** Quoted passage follows **
For the last three years, since I stopped working as a producer for Charlie Rose, I have done much of my work as a telecommuter. I submit articles and edit them via E-mail and communicate with colleagues on Internet mailing lists. My boyfriend lives in England, so much of our relationship is computer-mediated.
If I desired, I could stay inside for weeks without wanting anything. I can order food, and manage my money, love and work. In fact, at times I have spent as long as three weeks alone at home, going out only to get mail and buy newspapers and groceries. I watched most of the blizzard of 96 on TV.
But after a while, life itself begins to feel unreal. I start to feel as though I’ve merged with my machines, taking data in, spitting them back out, just another node on the Net. Others online report the same symptoms. We start to strongly dislike the outside forms of socializing. It’ s like attending an A. A. meeting in a bar with everyone holding a half-sipped drink. We have become the Net opponents’ worst nightmare.
** End of Quoted passage **
** Record set follows **
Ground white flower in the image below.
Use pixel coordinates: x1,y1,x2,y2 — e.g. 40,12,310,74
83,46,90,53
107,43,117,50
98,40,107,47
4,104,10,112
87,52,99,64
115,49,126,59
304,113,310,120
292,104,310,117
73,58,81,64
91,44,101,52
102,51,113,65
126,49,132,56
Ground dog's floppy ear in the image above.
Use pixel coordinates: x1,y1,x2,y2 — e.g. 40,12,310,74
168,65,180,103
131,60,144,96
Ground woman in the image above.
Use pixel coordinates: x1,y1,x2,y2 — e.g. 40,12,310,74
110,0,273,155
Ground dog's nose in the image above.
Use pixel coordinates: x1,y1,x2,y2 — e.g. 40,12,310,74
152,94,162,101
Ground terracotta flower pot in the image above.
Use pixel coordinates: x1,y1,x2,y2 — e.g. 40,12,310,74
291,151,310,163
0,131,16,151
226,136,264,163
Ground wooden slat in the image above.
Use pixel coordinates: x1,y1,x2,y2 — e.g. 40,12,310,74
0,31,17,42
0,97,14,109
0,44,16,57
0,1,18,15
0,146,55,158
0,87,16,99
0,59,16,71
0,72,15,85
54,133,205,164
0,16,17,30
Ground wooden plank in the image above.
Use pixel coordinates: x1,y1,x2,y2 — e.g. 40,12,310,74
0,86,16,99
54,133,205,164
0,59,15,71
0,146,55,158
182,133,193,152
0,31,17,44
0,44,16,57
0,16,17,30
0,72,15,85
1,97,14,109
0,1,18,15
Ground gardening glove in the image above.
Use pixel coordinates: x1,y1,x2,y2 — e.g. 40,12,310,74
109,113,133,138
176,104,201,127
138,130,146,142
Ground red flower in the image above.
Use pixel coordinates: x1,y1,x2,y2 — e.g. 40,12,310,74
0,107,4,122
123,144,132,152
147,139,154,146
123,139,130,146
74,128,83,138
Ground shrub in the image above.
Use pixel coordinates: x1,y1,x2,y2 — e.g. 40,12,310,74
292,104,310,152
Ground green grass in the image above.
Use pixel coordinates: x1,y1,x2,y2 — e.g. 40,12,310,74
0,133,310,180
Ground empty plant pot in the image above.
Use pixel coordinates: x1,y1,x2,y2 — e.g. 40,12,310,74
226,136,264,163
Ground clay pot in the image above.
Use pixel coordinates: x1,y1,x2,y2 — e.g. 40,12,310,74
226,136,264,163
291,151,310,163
** End of Record set **
Work order 1: Can you transcribe the telecommuting passage, everything from "If I desired, I" down to "opponents’ worst nightmare."?
Work order 2: Could you pick up the telecommuting passage after its last sentence and carry it forward?

Task result 1:
If I desired, I could stay inside for weeks without wanting anything. I can order food, and manage my money, love and work. In fact, at times I have spent as long as three weeks alone at home, going out only to get mail and buy newspapers and groceries. I watched most of the blizzard of 96 on TV.
But after a while, life itself begins to feel unreal. I start to feel as though I’ve merged with my machines, taking data in, spitting them back out, just another node on the Net. Others online report the same symptoms. We start to strongly dislike the outside forms of socializing. It’ s like attending an A. A. meeting in a bar with everyone holding a half-sipped drink. We have become the Net opponents’ worst nightmare.

Task result 2:
What first seemed like a luxury, crawling from bed to computer, not worrying about hair, clothes and face, has become an avoidance, a lack of discipline. And once you start replacing real human contact with cyber-interaction, coming back out of the cave can be quite difficult.
At times, I turn on the television and just leave it to chatter in the background, something that I’ d never done previously. The voices of the programs soothe me, but then I’ m jarred by the commercials. I find myself sucked in by soap operas, or compulsively needing to keep up with the latest news and the weather. “Dateline, ’ “Frontline“ , “Nightline“ , CNN, New York 1, every possible angle of every story over and over, even when they are of no possible use to me. Work moves from foreground to background.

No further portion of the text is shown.